Some items:
+---+

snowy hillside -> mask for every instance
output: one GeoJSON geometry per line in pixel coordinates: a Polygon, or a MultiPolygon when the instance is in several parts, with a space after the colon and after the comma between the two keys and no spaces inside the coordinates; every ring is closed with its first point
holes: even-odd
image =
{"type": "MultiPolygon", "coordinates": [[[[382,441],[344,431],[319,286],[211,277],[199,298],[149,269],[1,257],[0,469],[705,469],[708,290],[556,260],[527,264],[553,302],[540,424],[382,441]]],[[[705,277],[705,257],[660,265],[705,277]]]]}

+---+

Convert the items above into a two-column CSV with the header instruction,output. Each item gets one row: its text in the instruction column and its answer in the output column, with every field in double quotes and any line breaks replaced by spaces.

§ **Exercise output**
instruction,output
"snowy hillside -> mask for every instance output: one GeoJSON geometry per line in pixel coordinates: a Polygon, or a MultiPolygon when the instance is in several parts, with a space after the colon and after the comma between the two keys and no spaces inside the coordinates; every ring is closed with its first point holes: even-odd image =","{""type"": ""MultiPolygon"", ""coordinates"": [[[[382,441],[344,431],[319,286],[211,277],[199,298],[149,269],[1,257],[0,469],[705,469],[708,290],[556,260],[527,264],[553,302],[540,424],[382,441]]],[[[705,277],[705,257],[660,265],[705,277]]]]}"